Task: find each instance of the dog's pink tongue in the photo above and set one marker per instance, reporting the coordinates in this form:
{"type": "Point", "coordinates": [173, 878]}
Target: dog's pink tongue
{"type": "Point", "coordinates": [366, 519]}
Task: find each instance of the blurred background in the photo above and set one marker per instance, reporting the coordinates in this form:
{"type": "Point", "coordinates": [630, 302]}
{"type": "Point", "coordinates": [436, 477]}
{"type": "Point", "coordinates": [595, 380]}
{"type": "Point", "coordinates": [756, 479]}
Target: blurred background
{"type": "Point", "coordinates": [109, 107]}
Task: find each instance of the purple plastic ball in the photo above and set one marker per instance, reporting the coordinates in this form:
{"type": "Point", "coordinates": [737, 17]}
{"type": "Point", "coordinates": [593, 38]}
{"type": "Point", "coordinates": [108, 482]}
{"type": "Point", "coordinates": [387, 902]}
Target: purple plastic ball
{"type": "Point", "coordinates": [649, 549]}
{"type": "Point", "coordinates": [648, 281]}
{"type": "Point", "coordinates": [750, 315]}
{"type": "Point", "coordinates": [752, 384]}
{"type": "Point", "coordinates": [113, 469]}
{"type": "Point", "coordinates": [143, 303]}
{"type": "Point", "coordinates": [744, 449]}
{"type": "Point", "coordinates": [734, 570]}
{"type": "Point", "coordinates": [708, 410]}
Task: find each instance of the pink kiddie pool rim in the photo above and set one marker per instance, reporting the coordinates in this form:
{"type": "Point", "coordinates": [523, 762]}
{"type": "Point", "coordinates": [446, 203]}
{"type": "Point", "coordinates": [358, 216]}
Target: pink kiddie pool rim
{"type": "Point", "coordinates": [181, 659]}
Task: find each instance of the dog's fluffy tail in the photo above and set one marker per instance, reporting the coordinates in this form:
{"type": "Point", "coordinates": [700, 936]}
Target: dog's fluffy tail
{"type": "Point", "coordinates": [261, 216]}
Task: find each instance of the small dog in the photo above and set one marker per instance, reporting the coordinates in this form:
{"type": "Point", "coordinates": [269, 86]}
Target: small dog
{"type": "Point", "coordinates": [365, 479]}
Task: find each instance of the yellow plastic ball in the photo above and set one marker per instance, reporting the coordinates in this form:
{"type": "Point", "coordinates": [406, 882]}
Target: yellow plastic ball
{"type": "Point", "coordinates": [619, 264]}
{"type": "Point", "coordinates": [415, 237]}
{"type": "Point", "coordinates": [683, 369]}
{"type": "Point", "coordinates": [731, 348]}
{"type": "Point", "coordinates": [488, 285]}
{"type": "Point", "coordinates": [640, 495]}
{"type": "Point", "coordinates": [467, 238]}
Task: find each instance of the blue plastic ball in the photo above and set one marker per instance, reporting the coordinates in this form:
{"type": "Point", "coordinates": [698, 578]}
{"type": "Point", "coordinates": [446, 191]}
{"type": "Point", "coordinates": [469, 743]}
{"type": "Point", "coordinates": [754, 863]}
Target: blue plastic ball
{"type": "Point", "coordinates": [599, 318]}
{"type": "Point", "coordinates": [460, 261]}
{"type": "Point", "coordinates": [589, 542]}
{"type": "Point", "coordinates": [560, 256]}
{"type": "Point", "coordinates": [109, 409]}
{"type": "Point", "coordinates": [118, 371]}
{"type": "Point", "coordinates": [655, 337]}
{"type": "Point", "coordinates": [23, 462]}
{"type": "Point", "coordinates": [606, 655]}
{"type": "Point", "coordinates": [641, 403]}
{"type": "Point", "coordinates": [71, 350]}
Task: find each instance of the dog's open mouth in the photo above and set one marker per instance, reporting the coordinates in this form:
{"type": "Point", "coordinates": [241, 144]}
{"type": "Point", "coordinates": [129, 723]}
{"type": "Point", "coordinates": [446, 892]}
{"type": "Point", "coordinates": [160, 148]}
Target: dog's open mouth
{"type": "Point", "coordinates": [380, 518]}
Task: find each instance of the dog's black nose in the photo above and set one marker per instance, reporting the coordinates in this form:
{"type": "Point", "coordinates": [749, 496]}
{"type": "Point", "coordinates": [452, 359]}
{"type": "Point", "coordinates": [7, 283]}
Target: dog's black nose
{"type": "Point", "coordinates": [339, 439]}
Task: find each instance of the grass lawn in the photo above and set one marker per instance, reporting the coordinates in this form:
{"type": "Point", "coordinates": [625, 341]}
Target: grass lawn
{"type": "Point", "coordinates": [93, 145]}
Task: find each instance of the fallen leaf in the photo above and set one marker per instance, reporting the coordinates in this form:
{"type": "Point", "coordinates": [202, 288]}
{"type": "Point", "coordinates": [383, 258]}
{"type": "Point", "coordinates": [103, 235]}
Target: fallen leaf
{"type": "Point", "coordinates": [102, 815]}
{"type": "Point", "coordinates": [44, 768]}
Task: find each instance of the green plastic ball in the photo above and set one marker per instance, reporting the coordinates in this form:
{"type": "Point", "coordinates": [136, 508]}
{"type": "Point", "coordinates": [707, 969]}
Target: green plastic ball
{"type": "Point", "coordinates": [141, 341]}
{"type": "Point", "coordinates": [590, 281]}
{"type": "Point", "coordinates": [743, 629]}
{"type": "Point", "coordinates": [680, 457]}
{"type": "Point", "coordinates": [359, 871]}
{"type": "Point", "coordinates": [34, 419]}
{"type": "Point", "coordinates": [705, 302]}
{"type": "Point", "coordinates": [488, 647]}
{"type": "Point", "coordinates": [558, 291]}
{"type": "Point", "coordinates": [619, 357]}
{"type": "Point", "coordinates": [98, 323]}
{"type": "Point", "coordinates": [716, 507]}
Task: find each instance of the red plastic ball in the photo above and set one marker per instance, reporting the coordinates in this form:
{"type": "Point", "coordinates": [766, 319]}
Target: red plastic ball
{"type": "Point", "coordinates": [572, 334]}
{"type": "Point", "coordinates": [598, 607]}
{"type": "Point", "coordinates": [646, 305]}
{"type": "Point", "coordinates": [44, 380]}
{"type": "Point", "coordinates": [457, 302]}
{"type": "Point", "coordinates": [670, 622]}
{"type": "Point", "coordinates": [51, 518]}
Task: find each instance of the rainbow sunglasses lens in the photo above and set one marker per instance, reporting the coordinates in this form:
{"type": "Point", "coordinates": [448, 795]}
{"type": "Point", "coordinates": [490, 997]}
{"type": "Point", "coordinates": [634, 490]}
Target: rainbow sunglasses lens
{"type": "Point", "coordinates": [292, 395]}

—————

Only the lines from the one that contains "Task: find each instance of the green" to the end of the entries above should be given again, exactly and in full.

## Result of the task
Task: find each instance of the green plastic ball in the photo above and set one marker per instance, reporting the coordinates in this form:
{"type": "Point", "coordinates": [136, 508]}
{"type": "Point", "coordinates": [707, 969]}
Target: green plastic ball
{"type": "Point", "coordinates": [141, 341]}
{"type": "Point", "coordinates": [590, 281]}
{"type": "Point", "coordinates": [743, 629]}
{"type": "Point", "coordinates": [680, 457]}
{"type": "Point", "coordinates": [359, 871]}
{"type": "Point", "coordinates": [34, 419]}
{"type": "Point", "coordinates": [705, 302]}
{"type": "Point", "coordinates": [488, 647]}
{"type": "Point", "coordinates": [558, 291]}
{"type": "Point", "coordinates": [619, 357]}
{"type": "Point", "coordinates": [98, 323]}
{"type": "Point", "coordinates": [716, 507]}
Task: find each instance of the red plastic ball in the photo above and set one marker per instance, reporting the coordinates in this form:
{"type": "Point", "coordinates": [766, 319]}
Target: red plastic ball
{"type": "Point", "coordinates": [572, 334]}
{"type": "Point", "coordinates": [598, 607]}
{"type": "Point", "coordinates": [646, 305]}
{"type": "Point", "coordinates": [44, 380]}
{"type": "Point", "coordinates": [457, 302]}
{"type": "Point", "coordinates": [670, 622]}
{"type": "Point", "coordinates": [51, 518]}
Task: find each instance of the rainbow sunglasses lens in the photo above and set one marker per instance, reporting the coordinates in this form:
{"type": "Point", "coordinates": [448, 795]}
{"type": "Point", "coordinates": [490, 997]}
{"type": "Point", "coordinates": [634, 490]}
Target: rainbow sunglasses lens
{"type": "Point", "coordinates": [292, 395]}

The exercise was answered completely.